[Object location annotation data]
* START *
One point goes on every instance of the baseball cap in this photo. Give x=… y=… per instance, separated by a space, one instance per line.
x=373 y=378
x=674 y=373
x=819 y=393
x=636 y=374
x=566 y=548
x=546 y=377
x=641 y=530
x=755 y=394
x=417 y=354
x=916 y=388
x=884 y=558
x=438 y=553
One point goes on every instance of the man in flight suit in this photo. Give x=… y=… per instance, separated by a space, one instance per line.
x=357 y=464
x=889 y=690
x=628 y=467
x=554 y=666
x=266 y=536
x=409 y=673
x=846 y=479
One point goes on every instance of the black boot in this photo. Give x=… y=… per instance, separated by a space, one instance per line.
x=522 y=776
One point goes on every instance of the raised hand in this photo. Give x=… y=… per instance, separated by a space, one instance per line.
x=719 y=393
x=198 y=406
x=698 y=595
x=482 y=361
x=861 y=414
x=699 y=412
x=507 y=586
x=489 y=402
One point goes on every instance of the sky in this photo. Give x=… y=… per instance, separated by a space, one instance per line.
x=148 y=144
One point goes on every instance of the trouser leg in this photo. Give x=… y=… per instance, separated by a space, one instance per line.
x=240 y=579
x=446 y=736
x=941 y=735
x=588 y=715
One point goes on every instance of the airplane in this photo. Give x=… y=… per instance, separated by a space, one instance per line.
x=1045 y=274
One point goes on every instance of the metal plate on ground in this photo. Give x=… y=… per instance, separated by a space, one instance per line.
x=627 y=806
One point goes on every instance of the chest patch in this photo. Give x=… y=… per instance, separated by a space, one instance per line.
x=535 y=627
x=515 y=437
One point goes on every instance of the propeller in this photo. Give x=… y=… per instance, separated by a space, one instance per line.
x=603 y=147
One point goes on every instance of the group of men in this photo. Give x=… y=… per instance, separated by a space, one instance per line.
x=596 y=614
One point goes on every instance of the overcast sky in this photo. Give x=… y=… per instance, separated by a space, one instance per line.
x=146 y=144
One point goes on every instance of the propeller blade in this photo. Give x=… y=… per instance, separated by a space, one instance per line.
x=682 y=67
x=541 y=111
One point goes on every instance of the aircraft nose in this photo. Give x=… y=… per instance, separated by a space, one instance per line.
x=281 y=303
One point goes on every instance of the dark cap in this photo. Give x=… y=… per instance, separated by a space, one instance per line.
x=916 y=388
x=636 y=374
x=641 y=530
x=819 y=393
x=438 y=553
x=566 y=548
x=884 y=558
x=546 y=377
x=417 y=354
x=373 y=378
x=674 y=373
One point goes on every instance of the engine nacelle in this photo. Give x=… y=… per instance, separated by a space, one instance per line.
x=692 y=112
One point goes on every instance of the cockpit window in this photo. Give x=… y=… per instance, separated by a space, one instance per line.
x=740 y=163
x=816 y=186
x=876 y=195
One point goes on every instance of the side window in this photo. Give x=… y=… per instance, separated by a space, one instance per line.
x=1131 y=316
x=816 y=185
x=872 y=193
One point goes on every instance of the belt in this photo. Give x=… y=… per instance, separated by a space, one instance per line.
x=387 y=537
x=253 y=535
* END *
> [Aim] Return the entries verbatim, beginning at the line that contains "One point goes on every instance of the aircraft" and continuing through the final line of the entries.

> [The completed task]
One point goes on every instance of the aircraft nose in this photo. Give x=… y=… per instance, separated by a space, one instance per line.
x=281 y=303
One point goes on every instance of the dark cap in this photo. Give x=… y=… per instance, separated by a space, one instance per line.
x=916 y=388
x=636 y=374
x=641 y=530
x=819 y=393
x=438 y=553
x=566 y=548
x=884 y=558
x=546 y=377
x=417 y=354
x=373 y=378
x=674 y=373
One point goes on every instance of the engine nacelle in this photo. Give x=… y=… per instance, separated by a space, one instance per line.
x=692 y=112
One point goes on every instance of the cockpit window in this photo. Give x=… y=… per instance, separated by a space, one instance per line.
x=740 y=163
x=816 y=186
x=876 y=195
One point goes on every instance of the side window in this photo. Give x=… y=… per instance, separated by a space, one instance per line.
x=1131 y=316
x=816 y=185
x=872 y=193
One point goes on every instance of the belt in this photo. Give x=… y=… per instance, separated by a space, one instance per line.
x=387 y=537
x=253 y=535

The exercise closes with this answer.